After arguing his case for a couple of pages, Collin finally gives up, and he says, "Whatever I tell you, you're not going to believe me anyway." Needless to say, his parole was denied. And it was denied every time he went up for parole. Here's the catch. If he lied and said he committed the crime, he would have been released long ago.
Ira Glass
Coming up, getting a murderer to admit to murder and getting him to help the helpless. Our story continues in a minute from Chicago Public Radio when our program continues.
Act Two: Act Two
Ira Glass
It's This American Life. I'm Ira Glass. Today we're spending our entire program on the story of Carl King and how he managed to right a 20-year wrong against some pretty amazing odds. Today's show was first broadcast back in 2005. Again, here's reporter Anya Bourg.
Anya Bourg
Carl King and attorney William Robedee took to meeting regularly. They'd gather in Robedee's apartment and discuss strategy. They both agreed they had to go back and uncover what actually happened on the day of the murder, so they poured over the police notes and paperwork from the trial. There were names that kept coming up-- Mario, the victim, his brother, Martell, the real shooter, Norman, and the main eyewitness, Thomas Charlemagne. They thought this group was a good place to start. Here's Robedee.
William Robedee
I knew that they knew something. I mean, you know, there's Mario, Martell, Norman, Carlton, and all these guys were kind of bonded together in the way that kind of only teenage boys end up bonded together. I mean, the whole story just had that kind of flavor to it where you just knew that if there was a truth to this thing, then one of these kids knew it.
Anya Bourg
So they decided to start with the most obvious suspect, the real shooter, Norman Simmonds, the guy Collin had been tried and convicted with. In a weird twist, because he was a minor and a model inmate, he'd only served nine years in prison, and he proved surprisingly easy for Robedee to track down.
William Robedee
To be honest with you, I took a stab in the dark that an address that we found on the internet was him and sent him a letter. Believe it or not, that worked. He called.
Anya Bourg
They arranged for Norman come over the next day to give a deposition. So the following afternoon, they were there waiting-- a court reporter at the kitchen table, Robedee's wife, Shirley, lying in the living room floor arranging the papers, and Robedee, preparing the questions.
William Robedee
We had an appointment for him at 3 o'clock. The doorbell rang at 2:00. And I looked outside, and it was, at that time, a brand new S550 Mercedes sedan double parked in front of my house. And I said, I think that might be Norman. And he was coming up around the stairs, shouting up something to the effect of, yo, where's the lawyer?

RECORD EXCERPTS -
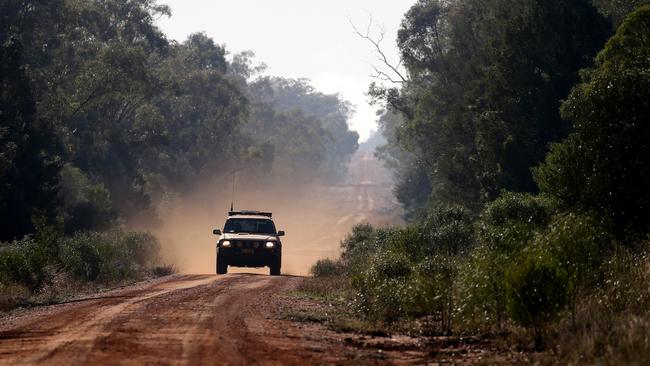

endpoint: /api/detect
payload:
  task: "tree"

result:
[534,6,650,241]
[0,38,61,241]
[371,0,610,211]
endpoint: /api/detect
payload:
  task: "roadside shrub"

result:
[534,212,611,326]
[479,192,555,253]
[505,250,569,346]
[59,230,159,282]
[410,253,460,333]
[310,259,344,277]
[423,206,475,255]
[352,251,415,321]
[0,236,50,292]
[456,192,555,331]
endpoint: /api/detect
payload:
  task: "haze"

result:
[158,0,414,141]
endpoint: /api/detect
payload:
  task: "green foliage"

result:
[505,250,569,338]
[0,0,358,240]
[0,37,61,240]
[459,192,554,327]
[352,251,415,321]
[371,0,611,212]
[535,6,650,243]
[0,236,50,292]
[309,259,344,277]
[60,164,115,233]
[59,230,159,282]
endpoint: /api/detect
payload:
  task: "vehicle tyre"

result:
[217,254,228,274]
[269,255,282,276]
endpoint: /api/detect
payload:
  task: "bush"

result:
[59,230,159,281]
[505,250,569,346]
[423,206,475,255]
[410,253,460,333]
[458,192,555,330]
[535,213,611,326]
[310,259,344,277]
[352,251,415,321]
[0,236,50,292]
[479,192,555,254]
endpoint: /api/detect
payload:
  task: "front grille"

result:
[235,240,262,248]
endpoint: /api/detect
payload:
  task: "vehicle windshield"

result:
[223,219,275,235]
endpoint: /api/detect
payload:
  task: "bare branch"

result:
[348,14,408,83]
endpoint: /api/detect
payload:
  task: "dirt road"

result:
[0,153,404,365]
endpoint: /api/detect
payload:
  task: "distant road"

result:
[0,153,398,365]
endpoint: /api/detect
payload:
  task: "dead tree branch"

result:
[348,14,408,83]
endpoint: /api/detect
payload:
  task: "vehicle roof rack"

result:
[228,210,273,218]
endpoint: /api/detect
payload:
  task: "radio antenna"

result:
[230,171,237,212]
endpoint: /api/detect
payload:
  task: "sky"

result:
[158,0,415,141]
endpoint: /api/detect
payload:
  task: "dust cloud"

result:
[153,153,400,275]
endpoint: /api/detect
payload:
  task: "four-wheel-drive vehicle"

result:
[212,211,284,276]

WHAT IS ASKED -
- A) In the radio transcript, list the names William Robedee gives for the teenage boys he describes as "bonded together."
- B) Write the next part of the radio transcript, starting after its final line.

RESULTS FOR THE EXERCISE -
- A) Mario, Martell, Norman, Carlton

- B)
Shirley Robedee
He was, like, you know, dressed like kind of, you know, a pop star.
Anya Bourg
Shirley Robedee.
Shirley Robedee
You know, the Versace suit and laid out and perfect hair and, you know, with the hand inside the jacket pocket.
William Robedee
Yeah I believe, you know-- and I kind of saw enough close enough evidence of that every time he's moved his jacket-- that he was sitting in my living room well armed.
Anya Bourg
So Robedee, his wife, Shirley, and a now slightly freaked out court reporter all sat down and listened as Norman Simmonds walked them through what happened on the day of Mario's shooting. Since you can't be tried for the same crime twice, he told them the story candidly-- at times, too candidly.
William Robedee
He actually demonstrated on me, physically. He asked me to stand up and play Mario Hamilton while he came up behind me with his finger and his thumb and showed me exactly how he shot him. Norman basically used me as his demonstration dummy and where he put his finger on my neck is exactly where that bullet went in on that autopsy report, which was utterly consistent, as opposed to the story that was told at the trial, which was utterly inconsistent.
What Norman had given us was the actual story of how the murder actually happened. He stated to us that, to make a long story short, that himself and a person named Mossep-- who we later learned was named Dayton Morgan-- were walking basically behind Erasmus Hall High School, which is on Flatbush Avenue. And they spotted Mario Hamilton, and they walked up behind Mario Hamilton. Norman took a pistol from his waistband and basically almost at kind of a point blank range, shot Mario through the top of his neck. That sequence of events, we had never actually heard before.
Anya Bourg
There was no car. There was no driver. And most importantly, there was no Collin Warner. Norman said he'd killed Mario in revenge for the death of a friend the week before, just like the neighborhood kids told the cops at the time. By the end of the deposition, Robedee had only one question left.
William Robedee
So after we had stopped, I said to him again, you know, why, why did you let this happen? Why did it go on so long? And his answer to that question began with, I was only 15. And he got very, very emotional. He was physically crying. The only way I can explain it, it was like a dam bursting with Norman. It all just kind of rushed out of him. I believe I hugged him.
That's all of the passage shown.